(PASSAGE TO READ)
======
A HERD of New Forest cows was slaughtered after launching an attack which put a dog walker in hospital with serious injuries and killed his pet, the A&T understands.
The victim was visiting a site in the north-west of the New Forest and had let his two pets run loose near a herd of grazing cows.
The cattle, which were believed to have been previously worried by dogs, attacked the animals, killing one of them before turning on the man as he tried to save them. He was said to have been “badly hurt” and was rushed to hospital.
Following the incident, the commoner who owned the cows removed them from the Forest due to the risk they posed to other walkers.
The herd was subsequently believed to have been slaughtered as the commoner could not return them to open grazing because of fears they could attack again, several well-placed sources told the A&T.
A spokesperson for the verderers confirmed the incident, describing it as “an extremely sad situation”.
She said: “The cows had to be taken off the Forest as, even if it seems a dog has not done any apparent damage to cattle, they can be worried by them and become aggressive, subsequently targeting any dogs that come near them.
“It appeared in this incident that the cows may well have previously been worried by dogs and that’s why, on this day, they acted the way they did. It is sad for the dog walker and the commoner – but the message really needs to be: do not let your dogs near livestock.
======
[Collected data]
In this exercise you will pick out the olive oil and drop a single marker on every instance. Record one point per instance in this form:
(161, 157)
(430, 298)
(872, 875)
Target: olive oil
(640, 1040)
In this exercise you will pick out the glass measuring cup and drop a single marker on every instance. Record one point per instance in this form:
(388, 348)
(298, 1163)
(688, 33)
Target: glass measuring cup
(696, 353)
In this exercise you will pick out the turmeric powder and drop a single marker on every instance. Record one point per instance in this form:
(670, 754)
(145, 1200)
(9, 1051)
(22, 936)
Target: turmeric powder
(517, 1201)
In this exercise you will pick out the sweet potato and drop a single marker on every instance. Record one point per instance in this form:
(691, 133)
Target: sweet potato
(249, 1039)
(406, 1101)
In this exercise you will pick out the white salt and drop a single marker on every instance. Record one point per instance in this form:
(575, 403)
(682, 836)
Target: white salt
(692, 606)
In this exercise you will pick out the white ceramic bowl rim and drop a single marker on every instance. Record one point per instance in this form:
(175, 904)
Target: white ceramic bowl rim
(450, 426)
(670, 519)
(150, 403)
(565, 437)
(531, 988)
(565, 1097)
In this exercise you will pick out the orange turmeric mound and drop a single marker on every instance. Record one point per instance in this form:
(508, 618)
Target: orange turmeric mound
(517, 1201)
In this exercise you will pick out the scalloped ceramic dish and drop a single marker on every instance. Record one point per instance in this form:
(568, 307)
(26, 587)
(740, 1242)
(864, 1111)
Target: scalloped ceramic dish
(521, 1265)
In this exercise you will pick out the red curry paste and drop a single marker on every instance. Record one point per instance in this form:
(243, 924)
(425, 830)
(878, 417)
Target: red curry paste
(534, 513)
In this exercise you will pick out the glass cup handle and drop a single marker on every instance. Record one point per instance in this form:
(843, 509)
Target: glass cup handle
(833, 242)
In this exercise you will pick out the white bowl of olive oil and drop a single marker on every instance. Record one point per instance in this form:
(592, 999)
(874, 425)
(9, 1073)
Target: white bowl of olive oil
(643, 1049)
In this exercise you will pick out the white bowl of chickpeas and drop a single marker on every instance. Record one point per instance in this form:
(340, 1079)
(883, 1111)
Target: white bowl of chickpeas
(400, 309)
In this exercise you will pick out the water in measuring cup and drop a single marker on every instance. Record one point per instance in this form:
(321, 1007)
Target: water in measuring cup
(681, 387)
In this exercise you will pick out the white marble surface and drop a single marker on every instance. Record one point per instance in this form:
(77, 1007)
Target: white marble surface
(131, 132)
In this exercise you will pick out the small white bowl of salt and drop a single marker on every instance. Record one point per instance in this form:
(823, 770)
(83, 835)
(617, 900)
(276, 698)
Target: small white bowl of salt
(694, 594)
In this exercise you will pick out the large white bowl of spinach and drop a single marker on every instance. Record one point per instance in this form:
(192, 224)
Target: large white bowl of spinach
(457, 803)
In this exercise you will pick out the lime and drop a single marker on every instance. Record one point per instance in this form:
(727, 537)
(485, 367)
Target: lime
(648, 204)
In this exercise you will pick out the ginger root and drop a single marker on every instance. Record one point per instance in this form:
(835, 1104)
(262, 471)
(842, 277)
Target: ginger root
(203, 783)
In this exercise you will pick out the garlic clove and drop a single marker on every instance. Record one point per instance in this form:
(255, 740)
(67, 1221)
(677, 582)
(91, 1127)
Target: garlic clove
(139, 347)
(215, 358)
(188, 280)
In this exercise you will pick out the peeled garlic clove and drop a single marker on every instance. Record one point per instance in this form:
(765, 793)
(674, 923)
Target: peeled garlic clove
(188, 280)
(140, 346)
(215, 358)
======
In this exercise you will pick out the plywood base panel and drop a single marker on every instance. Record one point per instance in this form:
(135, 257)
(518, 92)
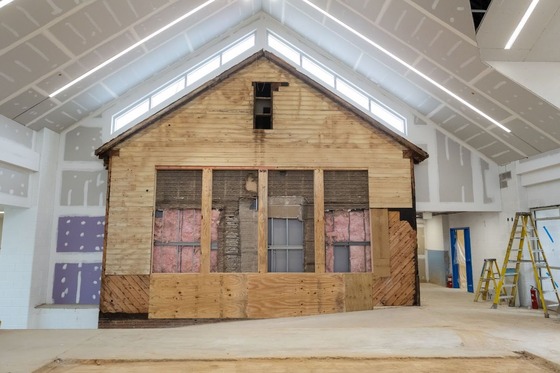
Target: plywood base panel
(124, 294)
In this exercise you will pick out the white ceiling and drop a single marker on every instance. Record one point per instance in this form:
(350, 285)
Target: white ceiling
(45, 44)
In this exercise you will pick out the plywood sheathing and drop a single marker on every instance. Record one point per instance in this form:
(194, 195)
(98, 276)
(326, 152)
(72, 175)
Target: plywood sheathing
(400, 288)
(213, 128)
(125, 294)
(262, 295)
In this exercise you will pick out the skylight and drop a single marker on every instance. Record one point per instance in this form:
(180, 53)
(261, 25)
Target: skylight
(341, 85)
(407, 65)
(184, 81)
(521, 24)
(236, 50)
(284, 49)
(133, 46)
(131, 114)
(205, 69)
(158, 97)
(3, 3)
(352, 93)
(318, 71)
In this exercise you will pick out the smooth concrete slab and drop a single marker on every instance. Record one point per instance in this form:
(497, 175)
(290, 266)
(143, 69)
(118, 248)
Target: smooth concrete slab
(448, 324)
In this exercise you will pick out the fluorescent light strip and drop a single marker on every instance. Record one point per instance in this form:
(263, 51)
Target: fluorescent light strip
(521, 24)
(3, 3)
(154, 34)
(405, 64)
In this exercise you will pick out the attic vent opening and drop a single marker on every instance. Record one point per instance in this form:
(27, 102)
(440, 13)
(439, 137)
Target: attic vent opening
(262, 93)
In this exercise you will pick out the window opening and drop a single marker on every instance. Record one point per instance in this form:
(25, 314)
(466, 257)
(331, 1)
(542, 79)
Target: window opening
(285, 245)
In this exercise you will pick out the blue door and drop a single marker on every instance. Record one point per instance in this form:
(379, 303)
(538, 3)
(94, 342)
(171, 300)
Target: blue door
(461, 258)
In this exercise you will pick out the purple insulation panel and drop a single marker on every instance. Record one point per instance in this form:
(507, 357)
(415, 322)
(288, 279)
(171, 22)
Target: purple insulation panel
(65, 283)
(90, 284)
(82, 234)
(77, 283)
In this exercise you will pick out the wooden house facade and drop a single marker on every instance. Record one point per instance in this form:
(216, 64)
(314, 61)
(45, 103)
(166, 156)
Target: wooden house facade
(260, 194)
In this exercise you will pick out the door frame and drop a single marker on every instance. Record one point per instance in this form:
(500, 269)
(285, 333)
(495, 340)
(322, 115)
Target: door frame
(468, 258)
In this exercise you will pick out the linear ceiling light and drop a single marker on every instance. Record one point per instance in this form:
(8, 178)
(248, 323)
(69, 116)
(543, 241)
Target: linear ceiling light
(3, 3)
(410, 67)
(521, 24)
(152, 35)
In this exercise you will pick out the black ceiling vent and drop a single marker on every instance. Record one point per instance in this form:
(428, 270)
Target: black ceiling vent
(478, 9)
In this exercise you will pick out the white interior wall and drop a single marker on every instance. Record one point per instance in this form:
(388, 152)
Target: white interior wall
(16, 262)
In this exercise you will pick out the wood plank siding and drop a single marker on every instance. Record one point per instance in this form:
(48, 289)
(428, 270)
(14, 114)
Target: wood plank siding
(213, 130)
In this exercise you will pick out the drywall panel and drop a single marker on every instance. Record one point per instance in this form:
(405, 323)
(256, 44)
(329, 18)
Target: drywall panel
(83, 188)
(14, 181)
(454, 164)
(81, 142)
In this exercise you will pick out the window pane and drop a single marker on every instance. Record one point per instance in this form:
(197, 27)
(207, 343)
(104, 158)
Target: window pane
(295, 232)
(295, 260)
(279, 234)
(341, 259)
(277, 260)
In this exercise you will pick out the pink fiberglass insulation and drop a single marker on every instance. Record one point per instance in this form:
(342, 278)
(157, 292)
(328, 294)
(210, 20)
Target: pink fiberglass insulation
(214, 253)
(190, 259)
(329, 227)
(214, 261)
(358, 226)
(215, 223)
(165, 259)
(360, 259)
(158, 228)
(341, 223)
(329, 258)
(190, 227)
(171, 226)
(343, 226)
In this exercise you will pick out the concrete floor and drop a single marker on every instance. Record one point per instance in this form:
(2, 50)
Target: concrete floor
======
(WHAT YOU WILL DO)
1. In the news report, why did the commoner remove the cows from the Forest?
2. Print the news report from "Following the incident, the" to "come near them.".
The entries are not needed here.

(ACTIVITY ANSWERS)
1. Because of the risk they posed to other walkers.

2.
Following the incident, the commoner who owned the cows removed them from the Forest due to the risk they posed to other walkers.
The herd was subsequently believed to have been slaughtered as the commoner could not return them to open grazing because of fears they could attack again, several well-placed sources told the A&T.
A spokesperson for the verderers confirmed the incident, describing it as “an extremely sad situation”.
She said: “The cows had to be taken off the Forest as, even if it seems a dog has not done any apparent damage to cattle, they can be worried by them and become aggressive, subsequently targeting any dogs that come near them.